Excerpts from a point labeling dataset
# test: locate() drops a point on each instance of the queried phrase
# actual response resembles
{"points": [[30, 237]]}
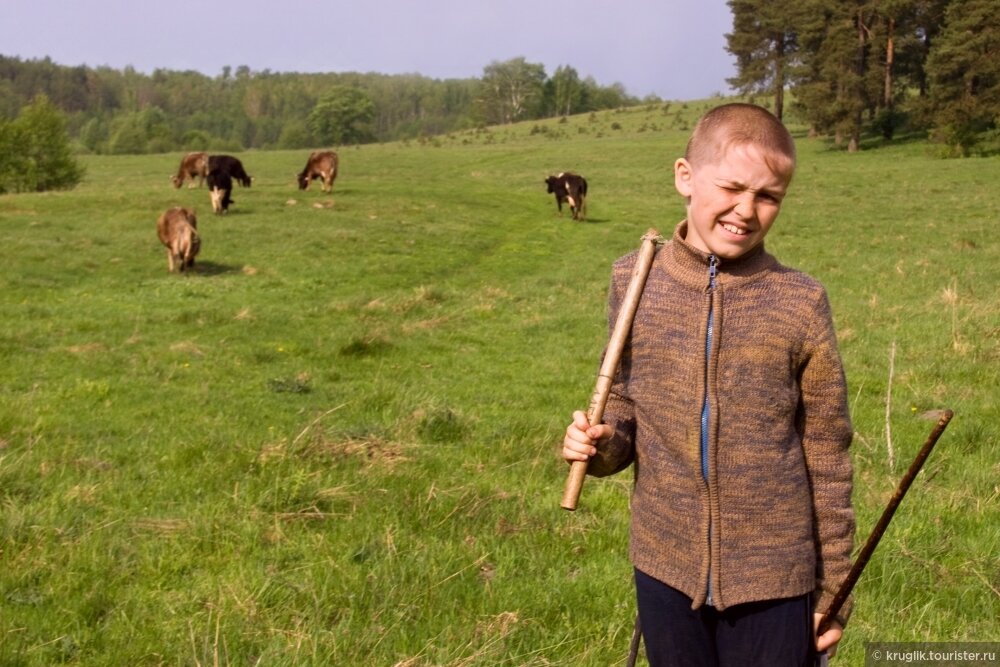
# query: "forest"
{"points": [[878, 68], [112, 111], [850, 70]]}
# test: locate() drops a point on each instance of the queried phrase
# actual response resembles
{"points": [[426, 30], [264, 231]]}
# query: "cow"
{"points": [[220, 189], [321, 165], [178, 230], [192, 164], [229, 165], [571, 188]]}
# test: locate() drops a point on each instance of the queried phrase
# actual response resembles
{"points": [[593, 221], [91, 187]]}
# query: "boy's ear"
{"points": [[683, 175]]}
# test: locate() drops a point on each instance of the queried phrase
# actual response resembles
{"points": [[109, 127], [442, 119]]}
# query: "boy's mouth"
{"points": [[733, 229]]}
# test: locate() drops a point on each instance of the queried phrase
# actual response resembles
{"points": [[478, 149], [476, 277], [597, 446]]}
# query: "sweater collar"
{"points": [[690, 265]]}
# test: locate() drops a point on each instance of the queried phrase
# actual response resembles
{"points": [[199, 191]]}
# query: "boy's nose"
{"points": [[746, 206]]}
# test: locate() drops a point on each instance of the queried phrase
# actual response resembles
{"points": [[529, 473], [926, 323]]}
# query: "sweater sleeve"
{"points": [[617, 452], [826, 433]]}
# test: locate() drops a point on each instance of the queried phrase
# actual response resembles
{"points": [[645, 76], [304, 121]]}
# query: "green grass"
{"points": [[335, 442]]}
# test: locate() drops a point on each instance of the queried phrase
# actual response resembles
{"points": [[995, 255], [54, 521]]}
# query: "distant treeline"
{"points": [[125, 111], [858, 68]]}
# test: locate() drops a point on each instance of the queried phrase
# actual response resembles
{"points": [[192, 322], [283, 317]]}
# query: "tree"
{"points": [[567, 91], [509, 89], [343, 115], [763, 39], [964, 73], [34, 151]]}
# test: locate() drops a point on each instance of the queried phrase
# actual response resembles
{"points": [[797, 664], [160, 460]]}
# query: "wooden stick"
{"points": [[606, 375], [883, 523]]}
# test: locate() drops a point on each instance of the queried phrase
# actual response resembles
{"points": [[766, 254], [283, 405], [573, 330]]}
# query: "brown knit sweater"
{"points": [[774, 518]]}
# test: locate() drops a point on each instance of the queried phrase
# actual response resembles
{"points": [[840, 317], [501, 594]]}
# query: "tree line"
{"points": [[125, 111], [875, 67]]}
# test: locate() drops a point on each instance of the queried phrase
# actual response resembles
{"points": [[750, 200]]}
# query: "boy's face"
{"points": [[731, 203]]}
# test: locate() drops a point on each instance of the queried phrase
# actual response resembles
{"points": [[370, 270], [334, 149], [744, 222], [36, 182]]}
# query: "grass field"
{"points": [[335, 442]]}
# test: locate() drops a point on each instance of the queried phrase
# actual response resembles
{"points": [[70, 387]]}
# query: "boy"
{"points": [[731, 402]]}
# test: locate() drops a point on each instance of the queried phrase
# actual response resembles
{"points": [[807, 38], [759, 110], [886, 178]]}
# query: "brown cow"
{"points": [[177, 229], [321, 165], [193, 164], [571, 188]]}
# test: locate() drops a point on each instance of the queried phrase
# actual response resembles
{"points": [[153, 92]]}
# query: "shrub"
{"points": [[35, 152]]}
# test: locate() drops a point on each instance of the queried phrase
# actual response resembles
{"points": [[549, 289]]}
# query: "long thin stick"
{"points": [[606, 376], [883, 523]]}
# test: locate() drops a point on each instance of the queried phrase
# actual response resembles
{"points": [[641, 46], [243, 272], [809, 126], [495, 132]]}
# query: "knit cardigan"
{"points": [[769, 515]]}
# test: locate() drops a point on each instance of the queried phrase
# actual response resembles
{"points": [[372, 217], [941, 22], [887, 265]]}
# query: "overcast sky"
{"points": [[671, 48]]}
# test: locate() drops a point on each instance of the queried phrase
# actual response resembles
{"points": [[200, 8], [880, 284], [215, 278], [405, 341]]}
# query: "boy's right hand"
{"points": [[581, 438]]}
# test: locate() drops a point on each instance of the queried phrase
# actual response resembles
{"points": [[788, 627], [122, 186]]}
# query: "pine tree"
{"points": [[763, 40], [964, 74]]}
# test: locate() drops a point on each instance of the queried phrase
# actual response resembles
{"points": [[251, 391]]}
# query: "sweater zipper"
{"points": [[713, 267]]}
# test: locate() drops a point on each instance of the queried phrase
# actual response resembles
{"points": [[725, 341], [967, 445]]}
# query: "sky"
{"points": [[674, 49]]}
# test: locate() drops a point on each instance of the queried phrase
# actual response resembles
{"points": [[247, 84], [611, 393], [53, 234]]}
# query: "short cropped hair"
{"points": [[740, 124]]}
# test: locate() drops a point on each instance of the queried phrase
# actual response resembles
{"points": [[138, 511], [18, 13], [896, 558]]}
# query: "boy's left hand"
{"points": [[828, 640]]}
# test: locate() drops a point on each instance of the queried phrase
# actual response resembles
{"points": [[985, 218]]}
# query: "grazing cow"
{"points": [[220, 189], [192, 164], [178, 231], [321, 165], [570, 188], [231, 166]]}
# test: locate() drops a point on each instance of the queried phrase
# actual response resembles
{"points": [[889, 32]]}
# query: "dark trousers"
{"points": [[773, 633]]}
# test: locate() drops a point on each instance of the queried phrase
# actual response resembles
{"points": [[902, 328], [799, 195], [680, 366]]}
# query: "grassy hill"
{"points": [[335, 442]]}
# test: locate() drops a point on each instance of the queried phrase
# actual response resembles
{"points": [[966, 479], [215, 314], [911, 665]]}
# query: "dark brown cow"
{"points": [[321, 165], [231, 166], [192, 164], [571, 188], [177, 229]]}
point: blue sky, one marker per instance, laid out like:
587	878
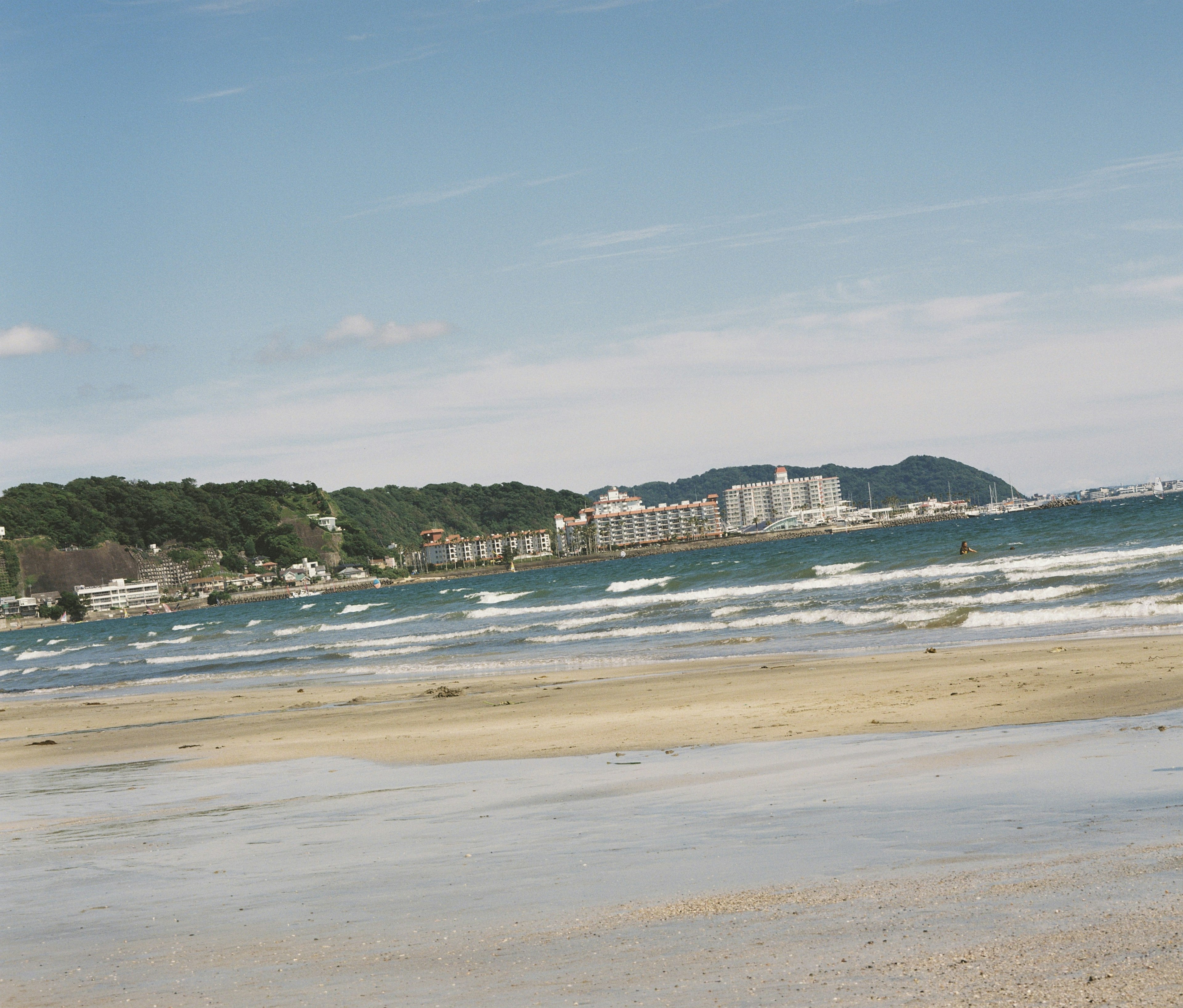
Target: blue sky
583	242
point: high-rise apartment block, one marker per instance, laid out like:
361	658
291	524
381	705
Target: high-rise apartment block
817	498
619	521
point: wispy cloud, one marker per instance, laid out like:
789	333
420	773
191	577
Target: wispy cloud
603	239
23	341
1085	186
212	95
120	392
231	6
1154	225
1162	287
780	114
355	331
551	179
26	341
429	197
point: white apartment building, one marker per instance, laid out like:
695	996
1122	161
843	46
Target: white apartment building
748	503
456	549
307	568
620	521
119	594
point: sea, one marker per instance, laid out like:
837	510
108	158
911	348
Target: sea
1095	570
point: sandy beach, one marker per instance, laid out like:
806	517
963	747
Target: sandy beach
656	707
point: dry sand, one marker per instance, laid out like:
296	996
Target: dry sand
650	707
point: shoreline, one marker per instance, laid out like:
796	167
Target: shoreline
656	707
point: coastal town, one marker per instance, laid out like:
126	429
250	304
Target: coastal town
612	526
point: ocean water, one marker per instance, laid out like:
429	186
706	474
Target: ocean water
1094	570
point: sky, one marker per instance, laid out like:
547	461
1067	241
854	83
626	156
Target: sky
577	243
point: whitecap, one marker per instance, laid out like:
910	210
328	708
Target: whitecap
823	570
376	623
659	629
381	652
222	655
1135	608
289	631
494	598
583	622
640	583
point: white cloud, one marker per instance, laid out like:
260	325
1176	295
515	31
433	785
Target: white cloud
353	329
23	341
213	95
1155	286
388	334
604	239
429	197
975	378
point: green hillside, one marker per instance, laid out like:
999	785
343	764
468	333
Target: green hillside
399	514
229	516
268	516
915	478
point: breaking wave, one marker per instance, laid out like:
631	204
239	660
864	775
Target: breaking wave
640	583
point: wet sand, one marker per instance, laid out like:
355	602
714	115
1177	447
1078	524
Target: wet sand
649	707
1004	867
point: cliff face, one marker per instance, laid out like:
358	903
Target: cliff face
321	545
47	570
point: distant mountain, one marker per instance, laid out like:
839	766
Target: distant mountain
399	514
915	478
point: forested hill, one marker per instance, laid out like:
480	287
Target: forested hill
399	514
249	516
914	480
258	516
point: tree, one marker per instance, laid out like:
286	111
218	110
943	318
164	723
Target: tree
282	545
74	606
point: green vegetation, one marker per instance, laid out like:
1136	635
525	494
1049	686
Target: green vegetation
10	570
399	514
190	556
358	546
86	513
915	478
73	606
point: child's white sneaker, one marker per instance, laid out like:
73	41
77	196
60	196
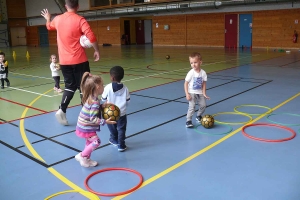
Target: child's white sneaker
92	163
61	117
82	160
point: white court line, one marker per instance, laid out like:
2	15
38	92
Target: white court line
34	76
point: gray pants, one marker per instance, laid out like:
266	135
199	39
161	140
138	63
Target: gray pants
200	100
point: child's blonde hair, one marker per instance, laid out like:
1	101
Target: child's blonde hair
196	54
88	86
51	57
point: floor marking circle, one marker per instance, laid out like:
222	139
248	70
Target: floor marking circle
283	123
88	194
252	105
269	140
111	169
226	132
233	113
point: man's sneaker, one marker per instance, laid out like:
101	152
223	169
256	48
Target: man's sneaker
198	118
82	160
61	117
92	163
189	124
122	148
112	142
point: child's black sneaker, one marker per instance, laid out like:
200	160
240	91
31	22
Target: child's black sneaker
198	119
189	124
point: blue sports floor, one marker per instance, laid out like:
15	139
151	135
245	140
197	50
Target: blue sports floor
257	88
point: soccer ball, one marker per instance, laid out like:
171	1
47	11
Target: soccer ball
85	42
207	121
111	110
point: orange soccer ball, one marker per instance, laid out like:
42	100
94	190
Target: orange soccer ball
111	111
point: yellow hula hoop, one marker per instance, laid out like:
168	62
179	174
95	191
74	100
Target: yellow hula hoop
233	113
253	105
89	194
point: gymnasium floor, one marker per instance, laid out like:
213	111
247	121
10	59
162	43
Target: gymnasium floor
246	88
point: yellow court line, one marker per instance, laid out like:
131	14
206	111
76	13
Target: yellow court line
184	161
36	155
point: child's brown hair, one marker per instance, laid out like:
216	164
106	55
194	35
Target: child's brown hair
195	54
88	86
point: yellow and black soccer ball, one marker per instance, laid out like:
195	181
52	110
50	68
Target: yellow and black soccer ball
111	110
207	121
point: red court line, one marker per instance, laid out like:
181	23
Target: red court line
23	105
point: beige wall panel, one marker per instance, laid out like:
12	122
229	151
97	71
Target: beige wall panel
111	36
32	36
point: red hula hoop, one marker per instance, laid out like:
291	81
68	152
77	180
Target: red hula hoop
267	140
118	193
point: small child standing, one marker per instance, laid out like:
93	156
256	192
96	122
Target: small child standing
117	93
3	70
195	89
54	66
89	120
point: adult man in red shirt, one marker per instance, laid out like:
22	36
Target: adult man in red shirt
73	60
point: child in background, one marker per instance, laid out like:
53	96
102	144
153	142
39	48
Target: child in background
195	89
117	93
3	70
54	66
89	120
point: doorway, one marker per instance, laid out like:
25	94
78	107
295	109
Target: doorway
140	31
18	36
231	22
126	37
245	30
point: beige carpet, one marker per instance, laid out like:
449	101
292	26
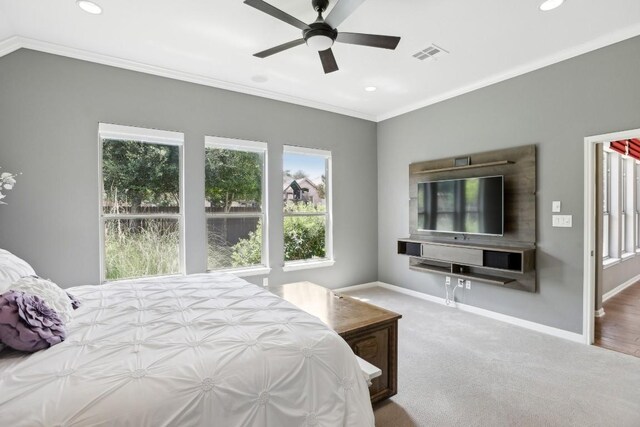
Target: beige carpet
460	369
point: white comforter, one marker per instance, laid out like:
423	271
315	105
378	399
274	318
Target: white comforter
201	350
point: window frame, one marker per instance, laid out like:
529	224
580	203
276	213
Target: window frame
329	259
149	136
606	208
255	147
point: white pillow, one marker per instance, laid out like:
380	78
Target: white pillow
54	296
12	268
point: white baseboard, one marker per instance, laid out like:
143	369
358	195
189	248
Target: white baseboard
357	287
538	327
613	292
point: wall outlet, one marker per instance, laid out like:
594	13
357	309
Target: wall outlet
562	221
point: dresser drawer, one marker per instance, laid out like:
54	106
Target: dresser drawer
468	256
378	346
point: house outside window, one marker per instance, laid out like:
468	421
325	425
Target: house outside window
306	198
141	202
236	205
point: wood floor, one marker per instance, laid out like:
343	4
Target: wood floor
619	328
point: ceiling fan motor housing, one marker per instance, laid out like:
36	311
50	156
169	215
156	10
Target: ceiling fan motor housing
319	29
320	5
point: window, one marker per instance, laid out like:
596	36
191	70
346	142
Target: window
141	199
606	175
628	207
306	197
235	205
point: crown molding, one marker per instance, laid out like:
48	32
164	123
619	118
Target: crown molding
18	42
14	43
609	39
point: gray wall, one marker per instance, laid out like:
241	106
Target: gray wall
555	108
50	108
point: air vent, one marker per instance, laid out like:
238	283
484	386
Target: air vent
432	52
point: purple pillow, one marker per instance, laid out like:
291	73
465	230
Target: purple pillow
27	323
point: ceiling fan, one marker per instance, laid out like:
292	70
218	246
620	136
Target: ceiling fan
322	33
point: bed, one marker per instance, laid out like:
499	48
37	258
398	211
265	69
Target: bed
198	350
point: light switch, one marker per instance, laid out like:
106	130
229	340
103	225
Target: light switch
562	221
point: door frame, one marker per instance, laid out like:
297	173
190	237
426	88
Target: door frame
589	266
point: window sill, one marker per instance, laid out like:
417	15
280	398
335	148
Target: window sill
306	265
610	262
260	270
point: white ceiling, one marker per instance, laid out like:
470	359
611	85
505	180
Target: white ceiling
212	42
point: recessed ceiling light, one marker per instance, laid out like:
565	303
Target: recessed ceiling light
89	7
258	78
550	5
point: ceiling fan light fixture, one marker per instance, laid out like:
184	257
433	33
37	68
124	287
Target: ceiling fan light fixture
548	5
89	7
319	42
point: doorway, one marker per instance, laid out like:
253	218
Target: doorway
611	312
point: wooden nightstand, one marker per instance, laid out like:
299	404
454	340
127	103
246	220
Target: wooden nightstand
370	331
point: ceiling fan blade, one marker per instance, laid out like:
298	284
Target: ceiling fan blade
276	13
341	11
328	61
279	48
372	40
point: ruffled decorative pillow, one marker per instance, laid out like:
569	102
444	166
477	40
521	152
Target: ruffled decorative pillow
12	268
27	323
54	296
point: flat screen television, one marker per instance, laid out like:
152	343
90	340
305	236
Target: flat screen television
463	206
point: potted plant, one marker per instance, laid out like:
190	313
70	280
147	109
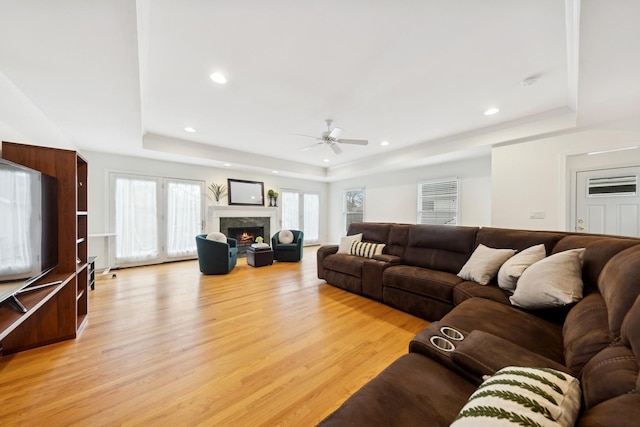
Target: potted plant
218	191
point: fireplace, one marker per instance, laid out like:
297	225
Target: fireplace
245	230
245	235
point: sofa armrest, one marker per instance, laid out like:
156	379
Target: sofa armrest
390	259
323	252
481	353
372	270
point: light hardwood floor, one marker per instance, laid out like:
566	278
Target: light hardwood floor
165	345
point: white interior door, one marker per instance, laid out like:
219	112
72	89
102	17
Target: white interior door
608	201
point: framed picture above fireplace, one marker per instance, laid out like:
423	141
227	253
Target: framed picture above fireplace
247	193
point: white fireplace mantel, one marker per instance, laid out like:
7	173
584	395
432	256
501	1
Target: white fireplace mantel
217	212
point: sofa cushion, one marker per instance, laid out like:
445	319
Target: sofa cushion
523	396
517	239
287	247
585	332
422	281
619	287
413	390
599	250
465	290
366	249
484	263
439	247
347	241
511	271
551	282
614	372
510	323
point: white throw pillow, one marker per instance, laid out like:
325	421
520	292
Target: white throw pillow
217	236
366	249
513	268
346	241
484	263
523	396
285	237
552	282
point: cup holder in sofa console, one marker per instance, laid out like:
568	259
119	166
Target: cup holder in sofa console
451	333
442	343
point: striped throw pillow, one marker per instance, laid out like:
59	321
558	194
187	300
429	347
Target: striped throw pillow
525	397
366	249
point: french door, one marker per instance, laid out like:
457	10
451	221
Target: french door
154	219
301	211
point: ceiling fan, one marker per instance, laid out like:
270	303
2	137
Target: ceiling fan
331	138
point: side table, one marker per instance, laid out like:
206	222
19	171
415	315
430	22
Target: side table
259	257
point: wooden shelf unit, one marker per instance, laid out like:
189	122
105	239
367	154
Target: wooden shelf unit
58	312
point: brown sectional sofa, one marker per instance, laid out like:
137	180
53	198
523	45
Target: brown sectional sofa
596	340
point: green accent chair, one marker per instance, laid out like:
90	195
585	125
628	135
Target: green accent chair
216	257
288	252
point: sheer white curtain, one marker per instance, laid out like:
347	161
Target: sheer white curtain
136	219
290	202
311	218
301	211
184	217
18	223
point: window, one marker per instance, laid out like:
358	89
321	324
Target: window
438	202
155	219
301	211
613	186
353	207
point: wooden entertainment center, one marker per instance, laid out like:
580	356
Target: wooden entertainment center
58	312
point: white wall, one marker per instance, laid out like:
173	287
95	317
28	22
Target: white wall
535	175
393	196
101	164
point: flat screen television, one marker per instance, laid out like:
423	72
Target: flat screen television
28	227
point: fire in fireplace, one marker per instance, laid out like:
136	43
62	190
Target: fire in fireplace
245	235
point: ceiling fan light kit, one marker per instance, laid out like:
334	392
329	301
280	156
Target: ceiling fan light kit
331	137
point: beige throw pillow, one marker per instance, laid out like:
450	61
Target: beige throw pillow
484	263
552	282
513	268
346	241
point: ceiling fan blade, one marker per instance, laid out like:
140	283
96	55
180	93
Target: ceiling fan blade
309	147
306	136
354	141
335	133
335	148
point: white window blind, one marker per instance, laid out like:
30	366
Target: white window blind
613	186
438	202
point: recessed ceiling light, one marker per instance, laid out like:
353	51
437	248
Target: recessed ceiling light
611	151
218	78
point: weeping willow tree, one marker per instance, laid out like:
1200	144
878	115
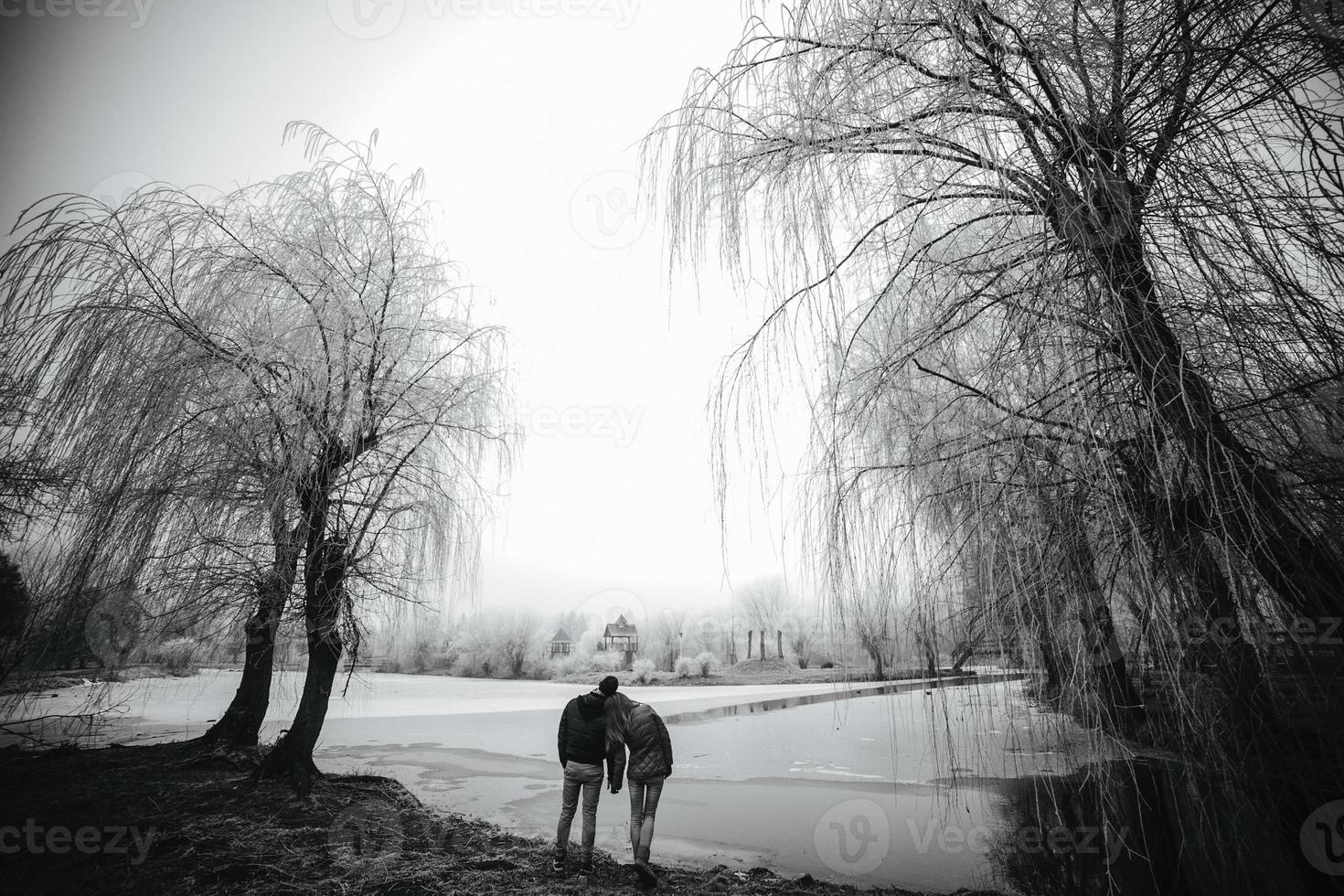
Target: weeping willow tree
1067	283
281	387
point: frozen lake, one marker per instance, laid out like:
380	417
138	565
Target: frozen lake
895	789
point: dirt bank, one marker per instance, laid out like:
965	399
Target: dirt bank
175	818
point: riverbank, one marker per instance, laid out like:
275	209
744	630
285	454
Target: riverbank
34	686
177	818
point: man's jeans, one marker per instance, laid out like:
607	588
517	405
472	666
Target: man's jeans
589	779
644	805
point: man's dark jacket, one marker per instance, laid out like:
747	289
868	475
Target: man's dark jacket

> [What needs to be done] Can you write out the data again, requests included, starting with the line that contains "point: riverbank, one" and going on through the end of the data? Multiply every coordinate in the answers by 0.55 and round to whole numbers, with halves rounded up.

> [Full response]
point: riverbank, one marker per instance, laid out like:
275	209
744	630
285	454
Target: riverbank
19	377
97	450
point: man's jeans, one marker per instance, laid out like:
607	588
517	405
472	666
Target: man's jeans
324	428
354	443
point: man's dark jacket, one marker per instance, laid out like:
747	289
868	475
Target: man's dark jacket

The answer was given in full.